A methodology of patterning 2D textiles for pinching, stiffening, and slicing, and creating a 3D form
This project is a re-evalutation of the way we create architectural form. It looks to add more possibilities to our inventory of ways to construct a building, or materials to add to facade design, or experiential typologies. Using my passion and knowledge of sewing and fabric, I concentrated on making a presentation that could convince others of my vision for using fabric as building material.
I used a traditional type of fabric manipulation for this project: smocking patterns. These patterns are connected to a grid, which makes them extremely translatable and comparable, which helped my in my analysis and adding slowly to the patterns in a trackable way. I first pinched and stitched foam along the patterned grid, then added slicing for light. Lastly, I added variation to the patterns through manipulating the grid, adding a second layer of pinches, and combining patterns.
I created a 2D drawing set that easily translates the stitching patterns onto a flat surface, which can be marked up onto fabric and pinched. This diagrammatical "construction drawing set" is based off traditional smocking pattern flat patterns, with the addition of where to slice the fabric. This drawing set is important becasue it gives regularity to seemingly complicated patterns, and translates it to construction methods. Using these drawings, anyone could create the patterns if they were given a tutorial on the pinching, stitching, and reading the flat patterns.

------

TASK SET ::
1 – Could you return the passage of the project description between "A methodology of" and "as building material.", inclusive?
2 – Can you output, as a numbered list with blank lines dropped, the lines of the entries between the one holding "Each instance of the grey" and the one holding "[(523, 89)]", inclusive?
The project description and the entries after it come from unrelated sources.

------

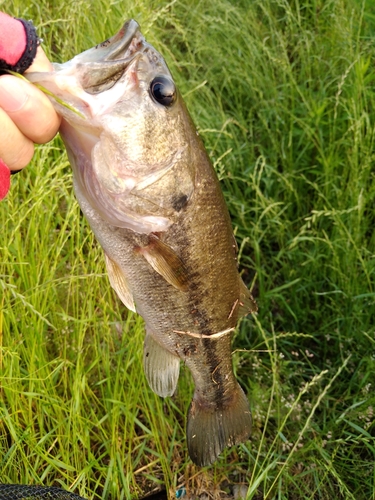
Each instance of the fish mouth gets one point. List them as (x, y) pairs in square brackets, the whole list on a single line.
[(102, 66)]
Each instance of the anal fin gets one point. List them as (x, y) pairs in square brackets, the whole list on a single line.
[(161, 367)]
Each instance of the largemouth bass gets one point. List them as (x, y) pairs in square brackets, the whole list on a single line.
[(145, 184)]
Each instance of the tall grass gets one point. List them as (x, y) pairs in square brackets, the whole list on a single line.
[(282, 93)]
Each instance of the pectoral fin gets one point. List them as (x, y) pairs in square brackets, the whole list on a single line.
[(164, 260), (119, 283), (161, 367)]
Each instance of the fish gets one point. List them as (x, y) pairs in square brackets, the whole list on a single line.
[(146, 185)]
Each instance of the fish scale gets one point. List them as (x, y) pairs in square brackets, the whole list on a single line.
[(150, 194)]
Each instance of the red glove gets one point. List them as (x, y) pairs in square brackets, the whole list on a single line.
[(18, 46)]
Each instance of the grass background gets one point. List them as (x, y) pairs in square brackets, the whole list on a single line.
[(282, 93)]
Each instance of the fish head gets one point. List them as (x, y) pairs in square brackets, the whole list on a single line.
[(126, 129)]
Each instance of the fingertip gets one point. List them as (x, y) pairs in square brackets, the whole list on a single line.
[(4, 179)]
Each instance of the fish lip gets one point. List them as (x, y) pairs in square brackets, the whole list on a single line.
[(120, 43), (103, 65)]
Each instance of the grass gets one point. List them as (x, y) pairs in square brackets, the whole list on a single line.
[(282, 93)]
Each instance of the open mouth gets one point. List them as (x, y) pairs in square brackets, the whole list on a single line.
[(103, 65)]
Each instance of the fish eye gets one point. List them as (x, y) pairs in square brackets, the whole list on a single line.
[(163, 90)]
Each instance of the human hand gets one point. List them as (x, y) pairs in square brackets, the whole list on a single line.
[(26, 114)]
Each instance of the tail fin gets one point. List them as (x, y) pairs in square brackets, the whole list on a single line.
[(210, 430)]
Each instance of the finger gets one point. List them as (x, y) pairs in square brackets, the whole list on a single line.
[(29, 109), (16, 150)]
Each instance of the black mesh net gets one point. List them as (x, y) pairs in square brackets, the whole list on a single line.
[(23, 492)]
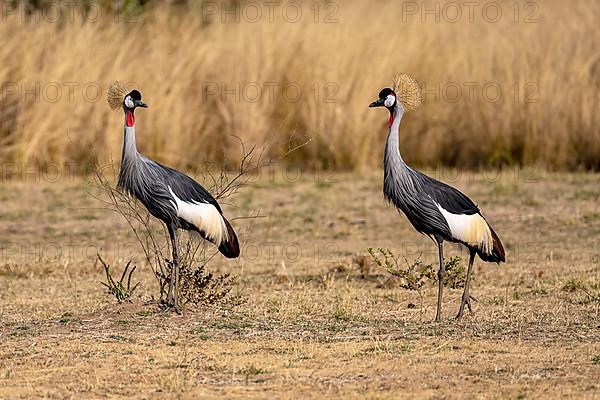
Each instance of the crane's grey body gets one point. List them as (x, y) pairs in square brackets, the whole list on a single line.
[(432, 207), (173, 197), (417, 195), (151, 183)]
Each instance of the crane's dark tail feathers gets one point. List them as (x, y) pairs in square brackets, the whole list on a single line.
[(497, 255), (230, 248)]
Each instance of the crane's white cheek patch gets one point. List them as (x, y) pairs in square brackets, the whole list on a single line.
[(389, 101), (471, 229), (204, 216), (128, 102)]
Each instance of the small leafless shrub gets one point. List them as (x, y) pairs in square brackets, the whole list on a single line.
[(118, 289), (416, 274)]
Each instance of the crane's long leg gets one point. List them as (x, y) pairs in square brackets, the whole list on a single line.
[(441, 273), (466, 299), (173, 296)]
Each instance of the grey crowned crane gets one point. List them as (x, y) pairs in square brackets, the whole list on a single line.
[(169, 195), (433, 208)]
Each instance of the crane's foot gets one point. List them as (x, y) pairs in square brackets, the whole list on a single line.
[(438, 316), (466, 301)]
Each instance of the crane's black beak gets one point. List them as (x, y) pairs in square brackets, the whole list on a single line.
[(378, 103)]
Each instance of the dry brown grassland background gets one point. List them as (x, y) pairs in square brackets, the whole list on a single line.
[(523, 89)]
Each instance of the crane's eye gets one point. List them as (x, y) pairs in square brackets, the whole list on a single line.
[(128, 102), (389, 101)]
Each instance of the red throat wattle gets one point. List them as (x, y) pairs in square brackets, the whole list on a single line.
[(129, 119)]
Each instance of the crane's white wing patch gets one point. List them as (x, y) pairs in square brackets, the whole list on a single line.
[(204, 216), (471, 229)]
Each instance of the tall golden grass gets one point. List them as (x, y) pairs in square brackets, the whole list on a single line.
[(548, 72)]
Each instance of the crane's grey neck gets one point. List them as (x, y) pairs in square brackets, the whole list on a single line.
[(398, 182), (129, 146), (392, 156)]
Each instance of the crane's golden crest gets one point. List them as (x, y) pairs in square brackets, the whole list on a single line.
[(408, 91), (116, 91)]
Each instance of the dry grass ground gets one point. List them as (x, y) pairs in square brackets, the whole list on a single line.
[(313, 317)]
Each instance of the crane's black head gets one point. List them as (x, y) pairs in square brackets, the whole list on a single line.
[(387, 99), (133, 100)]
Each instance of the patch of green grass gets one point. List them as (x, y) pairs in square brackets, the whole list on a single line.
[(342, 314), (66, 318), (251, 369)]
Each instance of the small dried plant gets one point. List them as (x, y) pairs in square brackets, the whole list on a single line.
[(118, 289), (417, 274)]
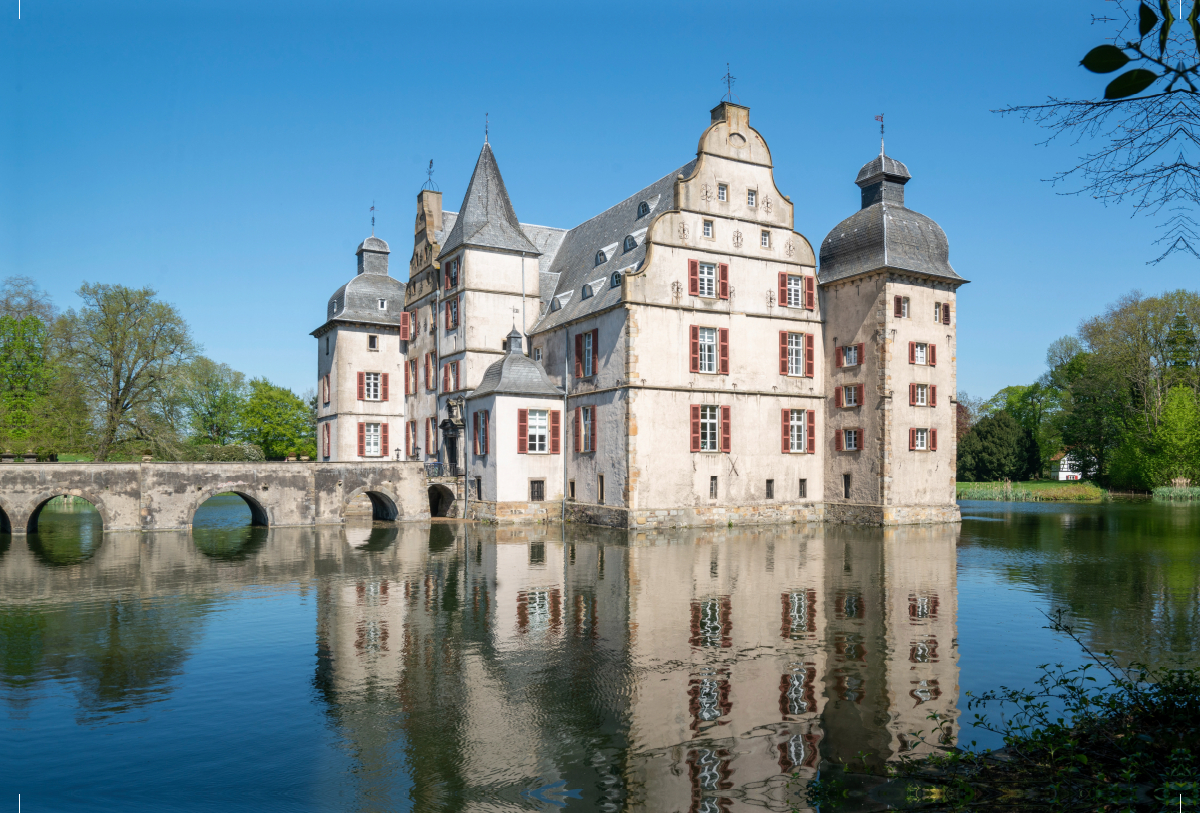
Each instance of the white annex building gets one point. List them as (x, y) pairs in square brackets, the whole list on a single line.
[(681, 359)]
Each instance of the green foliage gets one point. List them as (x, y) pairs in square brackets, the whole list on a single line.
[(276, 420)]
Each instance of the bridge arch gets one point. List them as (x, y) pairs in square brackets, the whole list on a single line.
[(259, 513), (384, 504)]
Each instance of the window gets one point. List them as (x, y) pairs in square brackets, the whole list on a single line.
[(707, 279), (371, 446), (707, 349), (371, 386), (708, 427), (538, 431), (796, 354)]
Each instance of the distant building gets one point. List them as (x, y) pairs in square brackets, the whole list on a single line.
[(687, 363)]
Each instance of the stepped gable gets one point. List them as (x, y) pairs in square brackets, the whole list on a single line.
[(575, 264), (486, 218), (885, 233)]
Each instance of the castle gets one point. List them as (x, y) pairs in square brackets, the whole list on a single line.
[(676, 360)]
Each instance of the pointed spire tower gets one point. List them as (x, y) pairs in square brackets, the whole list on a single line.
[(486, 218)]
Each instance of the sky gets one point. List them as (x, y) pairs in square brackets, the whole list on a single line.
[(227, 155)]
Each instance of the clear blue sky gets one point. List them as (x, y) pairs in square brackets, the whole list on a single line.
[(227, 154)]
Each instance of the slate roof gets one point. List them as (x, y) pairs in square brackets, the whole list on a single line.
[(486, 218), (575, 263), (515, 374), (885, 234)]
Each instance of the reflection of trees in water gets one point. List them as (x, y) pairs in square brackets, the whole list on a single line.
[(1131, 573)]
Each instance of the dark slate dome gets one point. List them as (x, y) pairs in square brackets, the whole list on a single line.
[(885, 233)]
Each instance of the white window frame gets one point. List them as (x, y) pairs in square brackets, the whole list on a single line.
[(707, 282), (372, 440), (796, 354), (795, 290), (709, 428), (707, 349), (538, 432), (797, 427), (371, 386)]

------

EXPECTED OUTPUTS ::
1 –
A methodology of patterning 2D textiles for pinching, stiffening, and slicing, and creating a 3D form
This project is a re-evalutation of the way we create architectural form. It looks to add more possibilities to our inventory of ways to construct a building, or materials to add to facade design, or experiential typologies. Using my passion and knowledge of sewing and fabric, I concentrated on making a presentation that could convince others of my vision for using fabric as building material.

2 –
1. Each instance of the grey crowned crane gets one point. List them as (x, y) pairs in square brackets, the whole list on a single line.
2. [(169, 195), (433, 208)]
3. Each instance of the crane's foot gets one point. List them as (x, y) pairs in square brackets, the whole list on a single line.
4. [(438, 316), (466, 301)]
5. Each instance of the crane's black beak gets one point. List them as (x, y) pairs in square brackets, the whole list on a single line.
6. [(378, 103)]
7. Each instance of the dry brown grassland background gets one point. List them as (x, y) pairs in square brackets, the whole list on a single line.
8. [(523, 89)]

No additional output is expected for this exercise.